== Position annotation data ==
= = =
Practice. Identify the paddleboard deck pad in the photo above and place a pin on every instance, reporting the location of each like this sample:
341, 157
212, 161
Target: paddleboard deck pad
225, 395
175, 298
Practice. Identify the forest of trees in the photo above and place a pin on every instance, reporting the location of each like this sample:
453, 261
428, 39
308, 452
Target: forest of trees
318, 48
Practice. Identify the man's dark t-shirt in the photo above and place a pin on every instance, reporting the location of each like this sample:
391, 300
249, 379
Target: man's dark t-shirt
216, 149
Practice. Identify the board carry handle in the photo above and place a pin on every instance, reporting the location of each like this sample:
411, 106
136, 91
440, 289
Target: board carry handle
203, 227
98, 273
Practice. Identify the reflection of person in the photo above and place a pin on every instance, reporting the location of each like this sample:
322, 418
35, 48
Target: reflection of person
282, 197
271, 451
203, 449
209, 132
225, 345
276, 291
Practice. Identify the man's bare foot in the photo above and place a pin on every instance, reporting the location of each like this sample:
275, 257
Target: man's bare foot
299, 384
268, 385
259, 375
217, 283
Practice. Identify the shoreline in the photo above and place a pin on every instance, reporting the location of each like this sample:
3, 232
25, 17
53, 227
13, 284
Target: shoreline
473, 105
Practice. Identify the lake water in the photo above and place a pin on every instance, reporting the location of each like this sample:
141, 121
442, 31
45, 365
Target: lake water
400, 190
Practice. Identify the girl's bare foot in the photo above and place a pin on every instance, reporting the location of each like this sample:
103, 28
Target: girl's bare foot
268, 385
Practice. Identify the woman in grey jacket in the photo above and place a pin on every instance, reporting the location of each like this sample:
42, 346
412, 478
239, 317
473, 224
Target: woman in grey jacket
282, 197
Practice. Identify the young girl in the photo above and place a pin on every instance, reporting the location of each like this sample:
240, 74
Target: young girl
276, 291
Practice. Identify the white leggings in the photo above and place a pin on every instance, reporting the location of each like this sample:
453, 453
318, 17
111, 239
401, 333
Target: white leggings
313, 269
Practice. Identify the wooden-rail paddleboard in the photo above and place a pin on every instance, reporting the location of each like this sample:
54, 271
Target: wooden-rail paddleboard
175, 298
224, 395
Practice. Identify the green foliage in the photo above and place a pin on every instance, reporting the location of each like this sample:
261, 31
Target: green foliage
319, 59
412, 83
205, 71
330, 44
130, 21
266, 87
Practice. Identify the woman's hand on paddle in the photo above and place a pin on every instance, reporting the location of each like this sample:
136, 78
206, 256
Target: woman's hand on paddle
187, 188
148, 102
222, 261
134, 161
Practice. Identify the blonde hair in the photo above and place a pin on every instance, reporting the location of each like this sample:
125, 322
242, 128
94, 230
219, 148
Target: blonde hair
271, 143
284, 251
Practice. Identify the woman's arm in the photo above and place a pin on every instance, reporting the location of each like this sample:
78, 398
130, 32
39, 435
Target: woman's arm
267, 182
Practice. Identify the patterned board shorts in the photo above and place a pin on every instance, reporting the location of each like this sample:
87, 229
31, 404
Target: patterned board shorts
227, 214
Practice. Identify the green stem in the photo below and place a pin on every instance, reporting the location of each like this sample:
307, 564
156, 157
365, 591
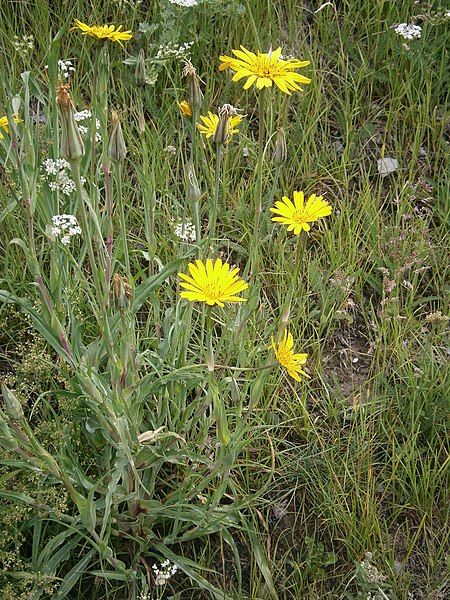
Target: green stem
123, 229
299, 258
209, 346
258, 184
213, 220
= = =
== WHAT YOU NEED TO DO ==
Could you convert every line of the data above into a JSON list of strings, one string per line, with blank lines skipped and the pictures left out?

== RESPONSE TO THE TASK ==
[
  "Practice. Identify the paddleboard deck pad in the photo above and place a pin on every instance, reporting the location of each like this sample:",
  "341, 157",
  "212, 161",
  "Target: paddleboard deck pad",
  "225, 395",
  "175, 298",
  "Practice. Identify the forest of trees in the photo above and place a pin on every instance, reporting the location of each like this sample:",
  "453, 261",
  "428, 39",
  "308, 452",
  "Target: forest of trees",
  "318, 48",
  "Practice. Identify the man's dark t-shirt in the photo above and place a pin on every instance, reporting the location of each like this sample:",
  "391, 300",
  "249, 379",
  "Target: man's dark t-shirt",
  "216, 149",
  "Practice. Identify the board carry handle in the photo above and place a pin on every instance, reporting the location of each like this sample:",
  "411, 106",
  "136, 91",
  "440, 289",
  "Target: board carry handle",
  "203, 227",
  "98, 273",
  "Practice. Identify the reflection of person in the photo above and place a pin on every instance, reporting the location of each like this sample:",
  "322, 418",
  "35, 48",
  "Target: reflection of person",
  "282, 197",
  "271, 451",
  "203, 449",
  "209, 132",
  "225, 345",
  "276, 291",
  "Practice. Identify the man's bare foot in the photo above and place a pin on every instance, reporting the location of each like this sample:",
  "275, 257",
  "Target: man's bare foot",
  "299, 384",
  "268, 385",
  "259, 375",
  "217, 283",
  "Practice. Identify the shoreline in the photo above and place a pin on every instance, reporting the location of each like this sample:",
  "3, 232",
  "25, 17",
  "53, 227",
  "13, 284",
  "Target: shoreline",
  "473, 105",
  "Practice. Identify the lake water in the photo above and place a pin on every instance, reporting the location of each like this sample:",
  "141, 121",
  "442, 31",
  "45, 365",
  "Target: lake water",
  "400, 190",
  "Practice. Identify the girl's bare foot in the photo above and place a pin on every instance, reporting the location of each like this sample:",
  "103, 28",
  "Target: girl's bare foot",
  "268, 385",
  "Practice. Identify the woman in grey jacket in the photo above and place a pin on every instance, reporting the location of each like this sample:",
  "42, 346",
  "412, 478",
  "239, 317",
  "473, 224",
  "Target: woman in grey jacket",
  "282, 197",
  "Practice. Identify the young girl in the photo above and place a pin on every instance, reporting the location of each like this sample:",
  "240, 74",
  "Target: young girl",
  "276, 291",
  "Practice. Identify the white leggings in the photo above and place a pin on every instance, reporting the location of each like this sample:",
  "453, 453",
  "318, 17",
  "111, 239",
  "401, 333",
  "Target: white leggings",
  "313, 269",
  "Practice. Identify the wooden-rail paddleboard in the photo above and place a pin on every instance, reporting the location of each like this sample:",
  "54, 271",
  "Target: wooden-rail paddleboard",
  "175, 298",
  "224, 395",
  "Practice. Identify the green foliage in the photo above and place a pin on every instance, reporting the location of each like this sample:",
  "261, 31",
  "Target: green foliage",
  "319, 59",
  "412, 83",
  "205, 71",
  "330, 44",
  "130, 21",
  "266, 87",
  "Practice. Identify the woman's hand on paddle in the photo above and place a pin on every instance, reporting the location of each like this sample:",
  "136, 78",
  "206, 256",
  "Target: woman's hand on paddle",
  "187, 188",
  "148, 102",
  "222, 261",
  "134, 161",
  "Practice. Identify the blonde hair in the photo above and place a pin on every instance, reporting the location of each like this sample:",
  "125, 322",
  "242, 128",
  "94, 230",
  "219, 148",
  "Target: blonde hair",
  "271, 143",
  "284, 251",
  "Practice. Identify the woman's arm in the photo above and place a pin on every instance, reporting the location of each like this sample:",
  "78, 398",
  "130, 32",
  "39, 435",
  "Target: woman's arm",
  "267, 182",
  "Practice. Identify the patterned board shorts in the photo above and place a pin on every instance, reporting the location of each like this sample:",
  "87, 229",
  "31, 404",
  "Target: patterned board shorts",
  "227, 214",
  "Practice. Identify the green stem in the photo below and place a pin on every instance, reporting the location of each like this sample:",
  "307, 564",
  "156, 157",
  "365, 591",
  "Target: green stem",
  "123, 229",
  "299, 258",
  "209, 346",
  "258, 184",
  "213, 220"
]